***** Passage shown
[openstack-dev] [all][tc][ptl] establishing project-wide goals

John Dickinson me at not.mn
Fri Aug 12 20:02:59 UTC 2016



On 12 Aug 2016, at 7:28, Doug Hellmann wrote:

> Excerpts from John Dickinson's message of 2016-08-11 15:00:56 -0700:
>>
>> On 10 Aug 2016, at 8:29, Doug Hellmann wrote:
>>
>>> Excerpts from Doug Hellmann's message of 2016-07-29 16:55:22 -0400:
>>>> One of the outcomes of the discussion at the leadership training
>>>> session earlier this year was the idea that the TC should set some
>>>> community-wide goals for accomplishing specific technical tasks to
>>>> get the projects synced up and moving in the same direction.
>>>>
>>>> After several drafts via etherpad and input from other TC and SWG
>>>> members, I've prepared the change for the governance repo [1] and
>>>> am ready to open this discussion up to the broader community. Please
>>>> read through the patch carefully, especially the "goals/index.rst"
>>>> document which tries to lay out the expectations for what makes a
>>>> good goal for this purpose and for how teams are meant to approach
>>>> working on these goals.
>>>>
>>>> I've also prepared two patches proposing specific goals for Ocata
>>>> [2][3].  I've tried to keep these suggested goals for the first
>>>> iteration limited to "finish what we've started" type items, so
>>>> they are small and straightforward enough to be able to be completed.
**********
***** Given information
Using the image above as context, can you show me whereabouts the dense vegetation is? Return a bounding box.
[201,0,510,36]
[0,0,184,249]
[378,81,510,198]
**********
Exercise requirements –
1) Return the mailing-list post on establishing project-wide goals, word for word, from "On 12 Aug 2016, at" up to and including "the same direction.".
2) Continue the mailing-list post on establishing project-wide goals after its last sentence.

Answers to the tasks –
1)
On 12 Aug 2016, at 7:28, Doug Hellmann wrote:

> Excerpts from John Dickinson's message of 2016-08-11 15:00:56 -0700:
>>
>> On 10 Aug 2016, at 8:29, Doug Hellmann wrote:
>>
>>> Excerpts from Doug Hellmann's message of 2016-07-29 16:55:22 -0400:
>>>> One of the outcomes of the discussion at the leadership training
>>>> session earlier this year was the idea that the TC should set some
>>>> community-wide goals for accomplishing specific technical tasks to
>>>> get the projects synced up and moving in the same direction.

2)
>>>> That will let us experiment with the process of managing goals this
>>>> time around, and set us up for discussions that may need to happen
>>>> at the Ocata summit about implementation.
>>>>
>>>> For future cycles, we can iterate on making the goals "harder", and
>>>> collecting suggestions for goals from the community during the forum
>>>> discussions that will happen at summits starting in Boston.
>>>>
>>>> Doug
>>>>
>>>> [1] https://review.openstack.org/349068 describe a process for managing community-wide goals
>>>> [2] https://review.openstack.org/349069 add ocata goal "support python 3.5"
>>>> [3] https://review.openstack.org/349070 add ocata goal "switch to oslo libraries"
>>>>
>>>
>>> The proposal was discussed at the TC meeting yesterday [4], and
>>> left open to give more time to comment. I've added all of the PTLs
>>> for big tent projects as reviewers on the process patch [1] to
>>> encourage comments from them.
>>>
>>> Please also look at the associated patches with the specific goals
>>> for this cycle (python 3.5 support and cleaning up Oslo incubated
>>> code).  So far most of the discussion has focused on the process,
>>> but we need folks to think about the specific things they're going
>>> to be asked to do during Ocata as well.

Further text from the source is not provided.